**YOUR TASK**
Exactly as written, print each record in the listing.

**DATA FOR THIS EXERCISE**
+--

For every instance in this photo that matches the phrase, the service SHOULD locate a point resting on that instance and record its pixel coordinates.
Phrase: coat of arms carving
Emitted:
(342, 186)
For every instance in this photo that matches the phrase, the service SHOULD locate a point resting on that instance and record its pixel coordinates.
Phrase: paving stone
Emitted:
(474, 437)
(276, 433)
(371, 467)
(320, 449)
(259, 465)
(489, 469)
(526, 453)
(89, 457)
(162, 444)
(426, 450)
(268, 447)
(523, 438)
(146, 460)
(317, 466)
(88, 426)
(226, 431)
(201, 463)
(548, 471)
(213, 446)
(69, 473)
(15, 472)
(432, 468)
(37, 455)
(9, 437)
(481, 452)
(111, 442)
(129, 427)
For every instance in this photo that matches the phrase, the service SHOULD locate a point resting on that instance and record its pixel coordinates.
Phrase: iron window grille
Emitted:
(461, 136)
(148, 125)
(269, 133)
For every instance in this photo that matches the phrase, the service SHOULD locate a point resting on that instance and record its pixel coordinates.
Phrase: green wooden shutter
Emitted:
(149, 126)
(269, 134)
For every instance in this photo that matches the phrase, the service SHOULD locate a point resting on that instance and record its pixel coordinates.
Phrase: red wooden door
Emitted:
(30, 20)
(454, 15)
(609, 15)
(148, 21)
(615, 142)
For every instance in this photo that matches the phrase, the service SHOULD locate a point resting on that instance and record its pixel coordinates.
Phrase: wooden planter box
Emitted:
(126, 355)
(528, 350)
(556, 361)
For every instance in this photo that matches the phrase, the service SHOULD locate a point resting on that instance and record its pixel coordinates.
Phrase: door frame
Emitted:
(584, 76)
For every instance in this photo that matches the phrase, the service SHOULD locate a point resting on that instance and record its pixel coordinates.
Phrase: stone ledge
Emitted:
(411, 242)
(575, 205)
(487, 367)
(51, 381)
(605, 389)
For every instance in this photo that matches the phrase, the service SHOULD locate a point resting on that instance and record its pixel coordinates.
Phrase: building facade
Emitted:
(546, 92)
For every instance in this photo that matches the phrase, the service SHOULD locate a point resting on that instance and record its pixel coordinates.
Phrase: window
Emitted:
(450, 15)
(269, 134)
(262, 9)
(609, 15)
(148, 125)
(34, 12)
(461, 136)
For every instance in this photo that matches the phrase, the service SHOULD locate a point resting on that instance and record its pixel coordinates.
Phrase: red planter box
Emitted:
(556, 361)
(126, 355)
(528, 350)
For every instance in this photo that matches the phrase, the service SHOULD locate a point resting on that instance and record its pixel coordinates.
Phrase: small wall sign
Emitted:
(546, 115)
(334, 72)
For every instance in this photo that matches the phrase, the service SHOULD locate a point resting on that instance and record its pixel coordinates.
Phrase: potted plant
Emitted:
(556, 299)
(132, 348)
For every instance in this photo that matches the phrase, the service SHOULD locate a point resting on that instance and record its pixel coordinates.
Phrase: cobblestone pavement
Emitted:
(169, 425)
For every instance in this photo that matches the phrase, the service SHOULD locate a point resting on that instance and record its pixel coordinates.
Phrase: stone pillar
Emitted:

+--

**TASK RESPONSE**
For every instance in this photo that matches the phrase, the service SHOULD locate a point resting on that instance and record its pixel coordinates.
Phrase: coat of arms carving
Emitted:
(342, 186)
For every instance in this photo that matches the phrase, the service SHOULD locate a point resting on that instance and record its pixel coordinates.
Phrase: paving stone
Emitted:
(474, 437)
(276, 433)
(371, 467)
(320, 449)
(259, 465)
(489, 469)
(526, 453)
(89, 457)
(162, 444)
(426, 450)
(268, 447)
(523, 438)
(146, 460)
(317, 466)
(88, 426)
(226, 431)
(201, 463)
(548, 471)
(213, 446)
(69, 473)
(15, 472)
(432, 468)
(37, 455)
(9, 437)
(481, 452)
(111, 442)
(129, 427)
For every instance in this photo that matches the phrase, the service SHOULD locate a point resting on that instance and record its pixel coordinates.
Phrase: iron window grille
Emitted:
(461, 136)
(148, 125)
(269, 133)
For every instance in this photo that matches the phrase, the service SHOULD locate a point resting on that instance and record its pixel coordinates.
Phrase: green wooden shutter
Emitted:
(149, 126)
(269, 134)
For every instance in this photo that matches the phrase, the service SHOULD locate a point resting on that instance and record its pixel coordinates.
Phrase: red wooden door
Emitted:
(30, 20)
(454, 15)
(609, 15)
(148, 21)
(615, 142)
For every instance in this photo that matches the phrase, the service SHOULD locate a point resting on that instance and record its pixel coordinates.
Phrase: wooden planter box
Emitted:
(126, 355)
(528, 350)
(556, 361)
For every instance in this photo that matches the phrase, the service SHOULD locate a point resting on that instance and record its pixel coordinates.
Phrase: door frame
Emitted:
(584, 76)
For every instance in this photo that matches the phrase, the service SHOULD locate a point resting on that instance and record its pixel coordinates.
Phrase: stone ledge
Emitted:
(411, 242)
(575, 205)
(487, 367)
(51, 381)
(605, 389)
For every instance in this photo that matches the phrase, the service SHOULD locate a point resting on that instance and record its pixel coordinates.
Phrase: building facade
Emitted:
(546, 92)
For every instance in this photo that matches the phrase, the service SHOULD locate a point resting on that instance and record its pixel coordinates.
Phrase: window
Emitted:
(450, 15)
(269, 134)
(262, 9)
(609, 15)
(148, 125)
(34, 12)
(461, 136)
For every instance in this photo that matches the phrase, the service SHOULD locate a point resting on that instance and record its pixel coordinates.
Phrase: red planter box
Emitted:
(556, 361)
(126, 355)
(528, 350)
For every instance in this photo that matches the phrase, the service SHOULD locate a point resting on that instance and record its pixel coordinates.
Phrase: small wall sign
Emitted:
(546, 115)
(334, 72)
For every instance in this photo that matches the phrase, the service SHOULD locate a point resting on that instance and record its pixel coordinates.
Phrase: potted plant
Emitted:
(556, 299)
(132, 348)
For every instance in this photo that matches the phrase, the service SHOULD locate a point resting on that instance and record its pixel coordinates.
Phrase: cobblestone pavement
Emitted:
(169, 425)
For every instance in this photo that matches the phrase, the service SHOULD locate a point resting on that instance and record its pixel coordinates.
Phrase: stone pillar
Emitted:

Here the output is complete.